What if I use 230 ohm resistor with 5V input to Ground?

groundfungus:
Or ditch the pull down and wire the switch from ground to the input and enable the internal pullup.

pinMode(pin, INPUT_PULLUP);

The switch will read LOW when pushed.

What are the drawbacks of this method - it will consume more energy I guess?

Arduino GPIO pins have two modes (INPUT or OUTPUT).
When configured as an INPUT, the pin becomes a high impedance (100 Mohms) input)
If you are sensing a push button, the pin MUST be configured as an INPUT, therefore
you can short it directly to 5V or GND without using any power to speak of . What you CAN'T do is connect the push button IN BETWEEN 5V and GND and then push the button because you will short your 5V power supply. Thus, ANY DISCUSSION OF POWER CONSUMPTION OF AN I/O PIN CONFIGURED AS AN INPUT is completely irrelevant and non valid. Such a discussion would only be appropriate for a pin configured as an OUTPUT .

Do you understand the significance of a input impedance of 100 Mohms ?

If you are discussing the power consumption of a 10k ohm pullup resistor, it depends on WHAT you connect that input pin to. By itself , an INPUT pin with a 10k pullup is part of a voltage divider with 10k in the upper position and 100 Mohms in the lower position. Any discussion of input pin power consumption would have to be based on the circuit that you connect to that input pin.

"What are the drawbacks of this method - it will consume more energy I guess?"

Depending on how often the button is pressed, and how long it is held down, is the processor run 24/7 ?

With the natural order of things, I think you would be right. But I still suggest getting a varity pack of resistors.

What are the drawbacks of this method - it will consume more energy I guess?

Less power... IIRC, the internal pull-up is 20k-50k Ohms.

Note that power is only consumed when the switch is on. (That's true with pull-ups or pull-downs.)

From Ohm's Law 5V/250 Ohms is 20mA, and that's about the same current as an LED. No big deal, but pull-ups or pull-downs are usually in the range of 1K to 10K.

**What the task asks:** Quote the passage of the thread on Arduino pull-up resistors that begins at the words "Arduino GPIO pins" and ends after the words "100 Mohms ?". The records are separate material and have no connection to the thread on Arduino pull-up resistors.

**Dataset excerpts:**
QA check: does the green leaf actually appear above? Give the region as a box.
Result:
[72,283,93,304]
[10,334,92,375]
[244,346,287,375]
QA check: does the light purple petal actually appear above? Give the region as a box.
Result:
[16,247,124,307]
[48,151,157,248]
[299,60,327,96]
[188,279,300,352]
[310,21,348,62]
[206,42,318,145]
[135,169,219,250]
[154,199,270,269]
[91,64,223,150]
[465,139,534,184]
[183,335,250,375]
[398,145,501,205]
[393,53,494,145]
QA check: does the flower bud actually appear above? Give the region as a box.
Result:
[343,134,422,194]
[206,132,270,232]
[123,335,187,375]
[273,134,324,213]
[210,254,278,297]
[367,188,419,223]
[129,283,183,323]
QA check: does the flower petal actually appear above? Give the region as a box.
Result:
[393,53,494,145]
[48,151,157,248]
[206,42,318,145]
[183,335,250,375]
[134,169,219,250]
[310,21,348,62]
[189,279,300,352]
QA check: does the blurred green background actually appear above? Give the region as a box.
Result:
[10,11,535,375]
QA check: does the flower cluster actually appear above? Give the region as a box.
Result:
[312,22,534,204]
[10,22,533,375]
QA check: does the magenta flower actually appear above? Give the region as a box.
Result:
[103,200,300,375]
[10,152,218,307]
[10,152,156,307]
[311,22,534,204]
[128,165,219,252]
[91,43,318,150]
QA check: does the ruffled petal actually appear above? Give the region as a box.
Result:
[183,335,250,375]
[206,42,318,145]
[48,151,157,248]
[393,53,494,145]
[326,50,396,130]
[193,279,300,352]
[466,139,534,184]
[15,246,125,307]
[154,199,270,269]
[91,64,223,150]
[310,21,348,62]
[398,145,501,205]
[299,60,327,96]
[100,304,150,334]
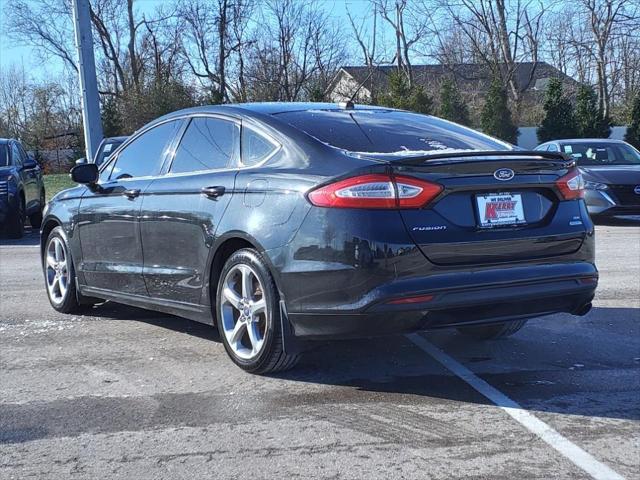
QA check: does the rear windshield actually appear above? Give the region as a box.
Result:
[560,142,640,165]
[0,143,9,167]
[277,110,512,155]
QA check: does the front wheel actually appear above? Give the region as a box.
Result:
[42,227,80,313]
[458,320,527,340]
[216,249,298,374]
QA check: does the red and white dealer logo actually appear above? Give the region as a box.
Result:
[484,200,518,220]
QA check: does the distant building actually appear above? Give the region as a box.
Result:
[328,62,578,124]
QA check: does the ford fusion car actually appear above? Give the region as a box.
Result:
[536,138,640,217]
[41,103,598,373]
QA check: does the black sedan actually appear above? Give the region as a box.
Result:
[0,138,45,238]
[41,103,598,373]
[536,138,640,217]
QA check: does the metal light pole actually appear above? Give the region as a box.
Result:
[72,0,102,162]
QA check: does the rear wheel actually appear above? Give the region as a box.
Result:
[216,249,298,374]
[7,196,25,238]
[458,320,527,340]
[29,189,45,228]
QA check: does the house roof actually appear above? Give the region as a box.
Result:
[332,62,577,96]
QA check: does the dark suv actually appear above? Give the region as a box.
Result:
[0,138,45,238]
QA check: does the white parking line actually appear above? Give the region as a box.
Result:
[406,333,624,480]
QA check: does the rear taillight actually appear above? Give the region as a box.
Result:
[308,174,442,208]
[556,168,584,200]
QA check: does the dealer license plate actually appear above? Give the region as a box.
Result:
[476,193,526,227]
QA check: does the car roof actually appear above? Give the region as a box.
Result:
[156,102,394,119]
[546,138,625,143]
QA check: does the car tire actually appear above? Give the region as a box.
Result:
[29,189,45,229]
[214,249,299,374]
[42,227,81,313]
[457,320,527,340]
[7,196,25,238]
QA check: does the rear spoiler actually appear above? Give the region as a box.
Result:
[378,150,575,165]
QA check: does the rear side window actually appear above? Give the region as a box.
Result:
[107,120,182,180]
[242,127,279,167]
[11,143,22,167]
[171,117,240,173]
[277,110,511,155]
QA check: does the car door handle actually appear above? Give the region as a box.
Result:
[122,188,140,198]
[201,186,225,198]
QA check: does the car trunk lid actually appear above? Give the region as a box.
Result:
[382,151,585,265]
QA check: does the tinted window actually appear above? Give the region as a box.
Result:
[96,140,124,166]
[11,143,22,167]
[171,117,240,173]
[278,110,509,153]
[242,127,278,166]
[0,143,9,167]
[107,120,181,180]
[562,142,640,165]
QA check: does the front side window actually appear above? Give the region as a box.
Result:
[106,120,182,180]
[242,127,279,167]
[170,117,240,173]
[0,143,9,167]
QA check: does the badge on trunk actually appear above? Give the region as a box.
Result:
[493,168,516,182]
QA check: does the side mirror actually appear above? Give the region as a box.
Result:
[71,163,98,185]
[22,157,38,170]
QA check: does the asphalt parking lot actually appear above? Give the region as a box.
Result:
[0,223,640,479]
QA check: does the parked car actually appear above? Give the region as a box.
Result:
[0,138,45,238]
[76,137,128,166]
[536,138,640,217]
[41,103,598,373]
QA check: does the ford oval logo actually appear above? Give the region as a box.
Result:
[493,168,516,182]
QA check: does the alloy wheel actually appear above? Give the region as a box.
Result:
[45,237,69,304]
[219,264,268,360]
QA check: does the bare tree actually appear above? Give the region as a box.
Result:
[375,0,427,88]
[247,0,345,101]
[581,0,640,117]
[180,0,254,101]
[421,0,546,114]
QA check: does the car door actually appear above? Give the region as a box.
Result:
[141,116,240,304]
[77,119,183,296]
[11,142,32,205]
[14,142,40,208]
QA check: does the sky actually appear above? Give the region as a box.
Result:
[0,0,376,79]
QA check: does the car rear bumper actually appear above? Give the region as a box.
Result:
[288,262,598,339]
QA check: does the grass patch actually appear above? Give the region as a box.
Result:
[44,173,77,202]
--
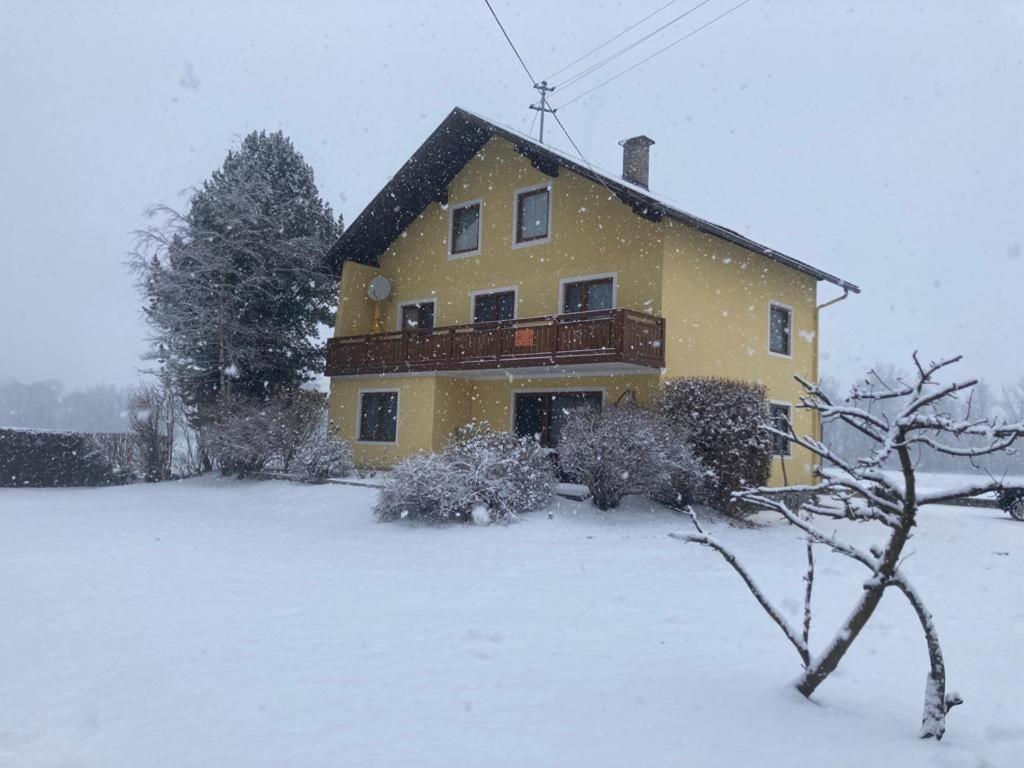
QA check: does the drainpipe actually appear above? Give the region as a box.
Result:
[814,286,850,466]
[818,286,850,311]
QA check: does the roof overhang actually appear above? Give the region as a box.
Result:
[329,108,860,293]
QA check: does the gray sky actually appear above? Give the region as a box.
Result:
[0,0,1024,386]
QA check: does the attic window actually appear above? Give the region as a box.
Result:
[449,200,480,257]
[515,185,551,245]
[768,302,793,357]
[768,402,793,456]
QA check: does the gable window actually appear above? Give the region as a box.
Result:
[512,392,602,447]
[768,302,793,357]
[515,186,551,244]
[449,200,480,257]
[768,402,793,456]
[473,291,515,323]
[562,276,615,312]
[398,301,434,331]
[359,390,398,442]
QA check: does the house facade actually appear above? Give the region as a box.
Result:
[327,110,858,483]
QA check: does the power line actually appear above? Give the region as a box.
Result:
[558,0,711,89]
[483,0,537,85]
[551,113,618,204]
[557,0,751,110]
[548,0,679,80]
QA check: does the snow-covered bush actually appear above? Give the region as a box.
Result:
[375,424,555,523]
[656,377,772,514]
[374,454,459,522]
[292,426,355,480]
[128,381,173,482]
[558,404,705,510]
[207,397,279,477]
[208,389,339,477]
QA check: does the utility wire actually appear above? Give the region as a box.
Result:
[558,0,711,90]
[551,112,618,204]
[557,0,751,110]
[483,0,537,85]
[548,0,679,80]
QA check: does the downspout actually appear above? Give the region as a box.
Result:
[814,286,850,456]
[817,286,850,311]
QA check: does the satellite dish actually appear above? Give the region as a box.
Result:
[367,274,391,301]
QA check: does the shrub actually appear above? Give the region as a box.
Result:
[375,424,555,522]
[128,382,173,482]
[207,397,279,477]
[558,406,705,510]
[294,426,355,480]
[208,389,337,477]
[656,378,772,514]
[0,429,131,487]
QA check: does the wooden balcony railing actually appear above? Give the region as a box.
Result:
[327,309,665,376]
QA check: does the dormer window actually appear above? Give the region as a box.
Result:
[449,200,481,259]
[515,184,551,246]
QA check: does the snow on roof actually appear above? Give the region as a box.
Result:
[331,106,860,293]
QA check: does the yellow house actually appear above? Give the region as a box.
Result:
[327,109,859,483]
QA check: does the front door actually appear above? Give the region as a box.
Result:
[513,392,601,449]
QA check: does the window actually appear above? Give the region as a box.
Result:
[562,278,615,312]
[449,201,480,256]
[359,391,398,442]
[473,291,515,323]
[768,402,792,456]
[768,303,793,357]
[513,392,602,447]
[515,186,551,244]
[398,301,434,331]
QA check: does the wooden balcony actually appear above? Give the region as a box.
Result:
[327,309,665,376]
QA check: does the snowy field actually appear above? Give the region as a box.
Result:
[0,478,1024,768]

**Response to the exercise:**
Arduino GPIO pins have two modes (INPUT or OUTPUT).
When configured as an INPUT, the pin becomes a high impedance (100 Mohms) input)
If you are sensing a push button, the pin MUST be configured as an INPUT, therefore
you can short it directly to 5V or GND without using any power to speak of . What you CAN'T do is connect the push button IN BETWEEN 5V and GND and then push the button because you will short your 5V power supply. Thus, ANY DISCUSSION OF POWER CONSUMPTION OF AN I/O PIN CONFIGURED AS AN INPUT is completely irrelevant and non valid. Such a discussion would only be appropriate for a pin configured as an OUTPUT .

Do you understand the significance of a input impedance of 100 Mohms ?